**Dataset excerpts**
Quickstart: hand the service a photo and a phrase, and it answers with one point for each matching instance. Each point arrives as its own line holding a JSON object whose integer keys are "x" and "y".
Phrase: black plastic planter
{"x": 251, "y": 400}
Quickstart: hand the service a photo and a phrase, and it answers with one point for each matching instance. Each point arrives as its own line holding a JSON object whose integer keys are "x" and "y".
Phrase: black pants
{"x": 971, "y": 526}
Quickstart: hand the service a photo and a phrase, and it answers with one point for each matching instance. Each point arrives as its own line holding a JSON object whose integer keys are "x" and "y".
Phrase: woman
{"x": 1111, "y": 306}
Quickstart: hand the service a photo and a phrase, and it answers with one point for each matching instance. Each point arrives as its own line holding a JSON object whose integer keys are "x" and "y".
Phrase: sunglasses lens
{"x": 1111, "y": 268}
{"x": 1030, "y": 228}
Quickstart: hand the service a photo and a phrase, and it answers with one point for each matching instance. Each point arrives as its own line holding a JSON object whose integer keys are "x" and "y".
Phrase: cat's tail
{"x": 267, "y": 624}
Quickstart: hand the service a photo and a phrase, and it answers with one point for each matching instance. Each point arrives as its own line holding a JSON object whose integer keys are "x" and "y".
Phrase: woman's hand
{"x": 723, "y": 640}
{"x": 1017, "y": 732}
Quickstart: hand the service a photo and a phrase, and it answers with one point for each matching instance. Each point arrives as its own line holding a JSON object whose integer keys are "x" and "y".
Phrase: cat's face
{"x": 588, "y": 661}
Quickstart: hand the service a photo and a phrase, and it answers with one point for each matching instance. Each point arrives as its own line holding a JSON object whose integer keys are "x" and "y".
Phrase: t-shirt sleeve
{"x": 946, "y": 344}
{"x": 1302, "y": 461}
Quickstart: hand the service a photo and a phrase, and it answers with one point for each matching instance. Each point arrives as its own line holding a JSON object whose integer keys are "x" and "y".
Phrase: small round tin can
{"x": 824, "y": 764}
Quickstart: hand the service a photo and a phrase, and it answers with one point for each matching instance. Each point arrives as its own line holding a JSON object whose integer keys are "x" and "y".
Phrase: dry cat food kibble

**Problem**
State how many lines in the data above contain the string "black", with case counting. Reply with the number alone.

**Exercise solution**
2